═════ Текст

Иногда переговоры проходили в весьма экзотических условиях. Во время приезда Киссинджера в Москву, вспоминал Суходрев, Брежнев предложил поохотиться на кабанов. Государственный секретарь стрелять не стал, Брежнев одного кабана свалил, а другого ранил. Егерь отправился за ним в погоню. Остались Брежнев, Киссинджер и Суходрев, который достал из сумки продукты: батон белого, буханку черного, колбасу, сыр, огурцы, помидоры и бутылку «Столичной». Брежнев сказал Киссинджеру:
— Ну что, Генри, приступим? И не сиди без дела — бери нож и режь колбасу.
Суходрев перевел, и Киссинджер взялся за нож. Они втроем выпили бутылку, а разговор шел на важнейшую тему — об отношениях с Китаем. Брежнев требовал ответа: не затевают ли американцы союз с Китаем против СССР?

══════════
═════ Исходные данные

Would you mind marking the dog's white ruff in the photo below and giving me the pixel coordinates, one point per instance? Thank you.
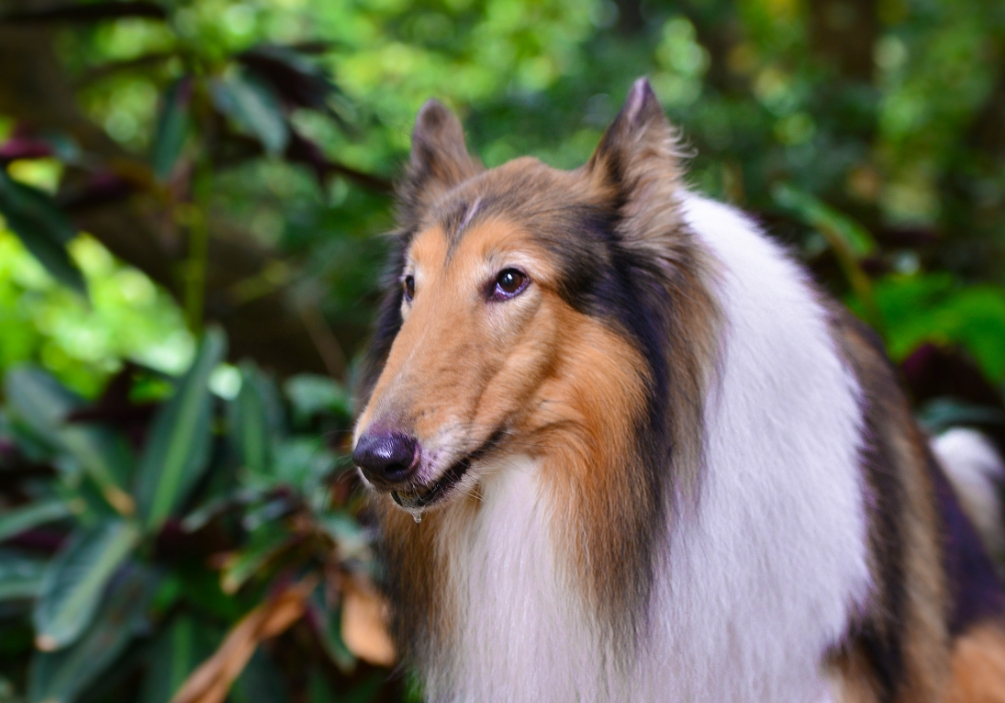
(757, 582)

══════════

▶ **Задание**
Перепишите фрагмент о переговорах начиная со слов «Иногда переговоры проходили» и далее до слов «и режь колбасу.», заменив «колбасу» на «ветчину».

▶ **Ответ**
Иногда переговоры проходили в весьма экзотических условиях. Во время приезда Киссинджера в Москву, вспоминал Суходрев, Брежнев предложил поохотиться на кабанов. Государственный секретарь стрелять не стал, Брежнев одного кабана свалил, а другого ранил. Егерь отправился за ним в погоню. Остались Брежнев, Киссинджер и Суходрев, который достал из сумки продукты: батон белого, буханку черного, ветчину, сыр, огурцы, помидоры и бутылку «Столичной». Брежнев сказал Киссинджеру:
— Ну что, Генри, приступим? И не сиди без дела — бери нож и режь ветчину.